> **Supplied data**
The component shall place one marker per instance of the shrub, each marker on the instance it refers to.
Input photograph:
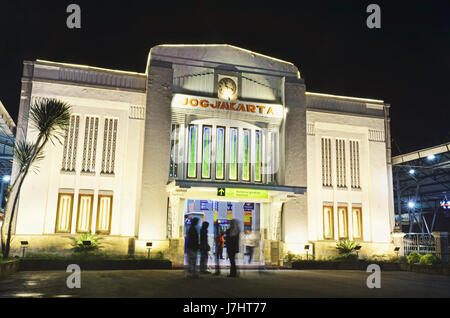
(291, 257)
(398, 259)
(345, 257)
(346, 246)
(413, 258)
(80, 247)
(429, 259)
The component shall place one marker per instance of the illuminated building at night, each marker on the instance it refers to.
(213, 131)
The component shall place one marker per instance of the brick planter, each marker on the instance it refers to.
(427, 269)
(360, 265)
(43, 264)
(9, 267)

> **Written instruction**
Resize the point coordinates in the answers above by multiplying each one by 1.9 and rounding to the nearest whole number, with halves rounded up. Write out all the lines again, requests included, and leave the pictures out.

> **Answer to this problem**
The component shall place one marker per instance of the shrub, each marker on the instance it refers to.
Input photograph:
(553, 488)
(756, 492)
(656, 488)
(657, 467)
(785, 490)
(152, 469)
(815, 492)
The component shall place one marker per instance of the illuminated building at night, each marker on the instance it refers to.
(405, 249)
The component shall place one marker per instance of the brick planter, each marker on the instance it refers to.
(811, 511)
(684, 504)
(82, 502)
(17, 507)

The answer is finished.